*Task*: Please identify each row below that contains the string "bare" and copy those rows in full. Case counts when matching.

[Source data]
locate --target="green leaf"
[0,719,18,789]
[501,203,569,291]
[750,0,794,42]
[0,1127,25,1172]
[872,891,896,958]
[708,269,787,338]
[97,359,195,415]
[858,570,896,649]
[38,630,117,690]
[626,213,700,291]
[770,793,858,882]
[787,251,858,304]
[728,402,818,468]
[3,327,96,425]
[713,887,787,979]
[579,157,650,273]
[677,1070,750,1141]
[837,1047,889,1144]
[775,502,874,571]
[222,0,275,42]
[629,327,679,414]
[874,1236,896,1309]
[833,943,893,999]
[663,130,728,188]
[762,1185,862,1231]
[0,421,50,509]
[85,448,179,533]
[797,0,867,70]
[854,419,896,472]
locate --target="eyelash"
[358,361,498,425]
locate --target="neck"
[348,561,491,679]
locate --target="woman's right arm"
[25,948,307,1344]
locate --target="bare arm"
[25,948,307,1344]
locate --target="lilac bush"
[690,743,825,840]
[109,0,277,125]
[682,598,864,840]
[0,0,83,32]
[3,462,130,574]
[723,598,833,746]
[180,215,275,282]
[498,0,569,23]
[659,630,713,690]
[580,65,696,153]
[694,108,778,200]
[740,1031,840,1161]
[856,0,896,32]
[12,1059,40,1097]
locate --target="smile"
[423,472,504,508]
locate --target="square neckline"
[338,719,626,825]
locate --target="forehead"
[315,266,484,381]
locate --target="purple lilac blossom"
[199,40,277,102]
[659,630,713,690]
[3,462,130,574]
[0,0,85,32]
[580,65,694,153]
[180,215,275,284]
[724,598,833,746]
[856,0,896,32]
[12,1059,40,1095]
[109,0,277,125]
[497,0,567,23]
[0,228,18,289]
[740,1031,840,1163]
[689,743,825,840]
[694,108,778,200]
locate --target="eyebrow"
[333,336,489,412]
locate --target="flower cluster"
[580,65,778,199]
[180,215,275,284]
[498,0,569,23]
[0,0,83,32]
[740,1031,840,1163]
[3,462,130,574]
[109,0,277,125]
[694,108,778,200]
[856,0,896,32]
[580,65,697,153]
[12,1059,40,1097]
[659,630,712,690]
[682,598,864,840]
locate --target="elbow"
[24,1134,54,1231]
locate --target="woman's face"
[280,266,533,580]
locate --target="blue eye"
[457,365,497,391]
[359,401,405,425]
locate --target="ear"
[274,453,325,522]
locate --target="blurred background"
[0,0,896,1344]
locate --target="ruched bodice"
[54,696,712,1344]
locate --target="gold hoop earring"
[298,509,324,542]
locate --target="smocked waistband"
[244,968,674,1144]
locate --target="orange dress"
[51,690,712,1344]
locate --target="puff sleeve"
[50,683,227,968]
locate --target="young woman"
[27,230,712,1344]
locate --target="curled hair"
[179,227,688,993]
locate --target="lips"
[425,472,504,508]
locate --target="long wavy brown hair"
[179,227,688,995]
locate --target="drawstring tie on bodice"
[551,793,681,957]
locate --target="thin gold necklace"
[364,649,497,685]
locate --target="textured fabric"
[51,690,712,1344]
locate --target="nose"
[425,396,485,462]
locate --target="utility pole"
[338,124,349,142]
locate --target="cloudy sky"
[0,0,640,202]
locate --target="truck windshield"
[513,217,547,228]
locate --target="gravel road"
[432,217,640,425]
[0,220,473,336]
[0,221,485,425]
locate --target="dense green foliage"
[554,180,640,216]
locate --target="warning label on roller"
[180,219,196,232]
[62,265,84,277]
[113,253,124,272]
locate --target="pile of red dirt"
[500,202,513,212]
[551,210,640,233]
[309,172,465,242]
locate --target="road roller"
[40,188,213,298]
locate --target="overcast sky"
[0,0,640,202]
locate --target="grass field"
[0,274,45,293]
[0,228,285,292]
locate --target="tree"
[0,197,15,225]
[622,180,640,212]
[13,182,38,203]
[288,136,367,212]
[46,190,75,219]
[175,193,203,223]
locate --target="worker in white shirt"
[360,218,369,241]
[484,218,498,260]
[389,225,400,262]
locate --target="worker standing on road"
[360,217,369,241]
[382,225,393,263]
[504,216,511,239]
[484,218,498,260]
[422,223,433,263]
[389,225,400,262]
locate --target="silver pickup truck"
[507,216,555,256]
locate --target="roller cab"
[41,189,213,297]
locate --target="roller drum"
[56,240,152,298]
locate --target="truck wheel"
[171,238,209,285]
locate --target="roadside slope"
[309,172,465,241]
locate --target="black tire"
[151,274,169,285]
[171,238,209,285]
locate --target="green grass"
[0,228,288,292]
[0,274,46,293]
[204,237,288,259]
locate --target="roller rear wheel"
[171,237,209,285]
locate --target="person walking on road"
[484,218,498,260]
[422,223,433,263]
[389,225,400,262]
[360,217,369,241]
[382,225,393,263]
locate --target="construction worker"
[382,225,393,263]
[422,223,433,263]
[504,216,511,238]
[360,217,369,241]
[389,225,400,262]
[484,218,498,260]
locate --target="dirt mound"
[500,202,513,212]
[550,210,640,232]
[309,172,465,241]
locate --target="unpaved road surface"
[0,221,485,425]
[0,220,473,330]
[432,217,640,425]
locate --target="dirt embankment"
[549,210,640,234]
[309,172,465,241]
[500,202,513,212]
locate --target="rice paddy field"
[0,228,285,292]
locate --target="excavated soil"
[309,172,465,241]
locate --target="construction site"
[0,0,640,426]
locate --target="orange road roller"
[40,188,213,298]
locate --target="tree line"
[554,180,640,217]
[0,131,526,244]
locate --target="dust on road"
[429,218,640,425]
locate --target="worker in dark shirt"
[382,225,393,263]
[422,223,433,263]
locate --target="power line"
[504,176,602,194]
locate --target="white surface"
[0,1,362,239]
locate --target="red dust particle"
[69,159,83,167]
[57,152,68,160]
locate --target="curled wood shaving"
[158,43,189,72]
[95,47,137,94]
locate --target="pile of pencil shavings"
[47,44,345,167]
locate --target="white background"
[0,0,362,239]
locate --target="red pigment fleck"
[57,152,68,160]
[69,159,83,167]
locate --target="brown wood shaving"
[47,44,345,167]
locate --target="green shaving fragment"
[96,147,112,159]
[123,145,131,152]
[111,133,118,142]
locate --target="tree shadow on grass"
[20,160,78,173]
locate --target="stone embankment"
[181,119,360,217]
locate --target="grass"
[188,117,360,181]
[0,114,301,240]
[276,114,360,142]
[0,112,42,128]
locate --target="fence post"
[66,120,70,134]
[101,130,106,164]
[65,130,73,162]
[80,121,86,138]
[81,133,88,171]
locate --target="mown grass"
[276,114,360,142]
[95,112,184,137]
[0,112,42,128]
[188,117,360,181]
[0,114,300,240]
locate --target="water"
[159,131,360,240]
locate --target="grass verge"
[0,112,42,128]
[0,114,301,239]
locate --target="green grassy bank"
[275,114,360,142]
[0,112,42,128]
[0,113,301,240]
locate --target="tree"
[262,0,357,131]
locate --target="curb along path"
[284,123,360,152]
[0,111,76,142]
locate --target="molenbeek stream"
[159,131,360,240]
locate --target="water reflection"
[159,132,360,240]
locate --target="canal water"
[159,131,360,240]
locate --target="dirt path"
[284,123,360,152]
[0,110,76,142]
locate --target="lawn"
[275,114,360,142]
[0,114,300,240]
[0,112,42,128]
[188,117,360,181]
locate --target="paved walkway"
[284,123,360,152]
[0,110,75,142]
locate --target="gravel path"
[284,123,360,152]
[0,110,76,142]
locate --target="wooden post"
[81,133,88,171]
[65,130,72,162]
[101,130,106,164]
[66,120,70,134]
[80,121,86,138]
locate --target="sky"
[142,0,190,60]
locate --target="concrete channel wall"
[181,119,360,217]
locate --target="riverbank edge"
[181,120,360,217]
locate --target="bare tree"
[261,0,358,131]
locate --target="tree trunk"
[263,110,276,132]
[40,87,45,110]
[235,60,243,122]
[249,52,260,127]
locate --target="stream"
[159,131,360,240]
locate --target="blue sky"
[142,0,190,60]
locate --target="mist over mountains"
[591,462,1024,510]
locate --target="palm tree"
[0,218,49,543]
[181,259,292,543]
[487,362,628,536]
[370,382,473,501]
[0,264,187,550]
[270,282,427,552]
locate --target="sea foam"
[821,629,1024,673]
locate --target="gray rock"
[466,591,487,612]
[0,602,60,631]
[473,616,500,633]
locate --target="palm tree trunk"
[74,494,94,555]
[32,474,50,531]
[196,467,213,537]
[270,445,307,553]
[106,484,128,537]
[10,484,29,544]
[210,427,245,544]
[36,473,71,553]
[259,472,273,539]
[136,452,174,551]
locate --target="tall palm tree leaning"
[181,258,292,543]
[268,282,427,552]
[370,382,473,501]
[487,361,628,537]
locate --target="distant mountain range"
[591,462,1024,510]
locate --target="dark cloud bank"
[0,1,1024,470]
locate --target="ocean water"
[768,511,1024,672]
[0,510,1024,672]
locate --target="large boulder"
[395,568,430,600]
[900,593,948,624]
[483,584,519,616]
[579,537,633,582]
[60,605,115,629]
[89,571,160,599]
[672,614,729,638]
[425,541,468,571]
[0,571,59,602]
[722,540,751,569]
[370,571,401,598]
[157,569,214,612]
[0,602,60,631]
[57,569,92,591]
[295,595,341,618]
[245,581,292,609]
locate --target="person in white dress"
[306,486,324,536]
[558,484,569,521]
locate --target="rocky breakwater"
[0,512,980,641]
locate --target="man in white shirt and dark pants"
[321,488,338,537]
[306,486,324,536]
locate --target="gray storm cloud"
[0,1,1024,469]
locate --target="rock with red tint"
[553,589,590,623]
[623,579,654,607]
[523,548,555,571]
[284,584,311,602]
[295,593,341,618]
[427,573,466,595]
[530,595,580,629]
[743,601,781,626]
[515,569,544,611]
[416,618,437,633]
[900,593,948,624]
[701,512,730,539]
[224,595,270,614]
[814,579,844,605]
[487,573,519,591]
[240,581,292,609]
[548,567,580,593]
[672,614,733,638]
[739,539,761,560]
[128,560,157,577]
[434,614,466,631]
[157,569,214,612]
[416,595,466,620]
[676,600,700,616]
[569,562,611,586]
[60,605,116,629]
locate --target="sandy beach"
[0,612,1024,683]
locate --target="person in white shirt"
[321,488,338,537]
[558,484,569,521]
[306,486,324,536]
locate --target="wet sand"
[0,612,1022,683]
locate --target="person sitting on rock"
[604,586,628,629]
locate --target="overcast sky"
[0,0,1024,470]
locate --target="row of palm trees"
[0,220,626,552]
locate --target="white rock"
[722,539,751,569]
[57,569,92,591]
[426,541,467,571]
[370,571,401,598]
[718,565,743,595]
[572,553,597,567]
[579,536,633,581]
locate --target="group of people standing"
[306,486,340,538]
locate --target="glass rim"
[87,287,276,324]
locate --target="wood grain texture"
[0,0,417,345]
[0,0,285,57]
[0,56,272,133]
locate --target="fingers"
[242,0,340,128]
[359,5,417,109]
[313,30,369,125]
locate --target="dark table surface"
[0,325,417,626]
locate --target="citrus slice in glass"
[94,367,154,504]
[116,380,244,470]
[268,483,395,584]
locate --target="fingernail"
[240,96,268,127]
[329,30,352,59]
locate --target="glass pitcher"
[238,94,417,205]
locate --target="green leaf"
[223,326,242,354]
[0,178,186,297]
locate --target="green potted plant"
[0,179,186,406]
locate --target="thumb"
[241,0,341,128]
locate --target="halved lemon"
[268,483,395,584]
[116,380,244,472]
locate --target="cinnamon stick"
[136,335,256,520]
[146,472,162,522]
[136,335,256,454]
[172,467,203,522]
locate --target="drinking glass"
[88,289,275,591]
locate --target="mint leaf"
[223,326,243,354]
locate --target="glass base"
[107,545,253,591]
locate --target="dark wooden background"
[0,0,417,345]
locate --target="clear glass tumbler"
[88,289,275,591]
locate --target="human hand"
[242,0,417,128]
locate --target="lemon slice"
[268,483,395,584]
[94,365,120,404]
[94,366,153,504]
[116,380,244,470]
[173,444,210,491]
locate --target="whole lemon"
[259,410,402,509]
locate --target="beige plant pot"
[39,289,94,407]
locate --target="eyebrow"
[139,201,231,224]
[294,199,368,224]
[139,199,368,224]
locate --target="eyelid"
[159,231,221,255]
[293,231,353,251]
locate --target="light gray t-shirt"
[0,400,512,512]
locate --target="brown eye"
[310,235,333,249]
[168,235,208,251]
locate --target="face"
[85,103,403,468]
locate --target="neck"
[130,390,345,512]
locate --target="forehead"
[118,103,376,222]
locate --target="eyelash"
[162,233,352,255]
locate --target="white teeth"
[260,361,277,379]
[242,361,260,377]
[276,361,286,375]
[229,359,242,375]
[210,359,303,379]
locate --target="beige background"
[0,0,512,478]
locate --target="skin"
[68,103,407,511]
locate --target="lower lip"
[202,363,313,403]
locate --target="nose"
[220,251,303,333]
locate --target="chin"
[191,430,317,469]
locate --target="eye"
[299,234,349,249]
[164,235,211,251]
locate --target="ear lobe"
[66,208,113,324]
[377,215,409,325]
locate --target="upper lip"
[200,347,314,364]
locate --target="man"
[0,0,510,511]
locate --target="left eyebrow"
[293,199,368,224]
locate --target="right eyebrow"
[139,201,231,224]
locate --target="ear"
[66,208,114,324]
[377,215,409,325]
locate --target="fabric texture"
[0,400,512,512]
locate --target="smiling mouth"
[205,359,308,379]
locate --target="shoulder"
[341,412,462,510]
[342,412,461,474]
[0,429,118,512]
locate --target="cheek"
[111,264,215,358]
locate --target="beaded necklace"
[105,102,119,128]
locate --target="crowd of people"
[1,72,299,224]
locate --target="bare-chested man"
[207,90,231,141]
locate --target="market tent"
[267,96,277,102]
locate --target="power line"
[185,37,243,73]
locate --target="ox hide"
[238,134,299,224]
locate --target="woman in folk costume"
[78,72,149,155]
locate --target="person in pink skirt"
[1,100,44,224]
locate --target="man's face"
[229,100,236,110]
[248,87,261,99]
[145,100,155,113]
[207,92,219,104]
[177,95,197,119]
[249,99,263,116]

*The response*:
locate --target="bare arm"
locate --target="bare tree"
locate --target="bare-chested man"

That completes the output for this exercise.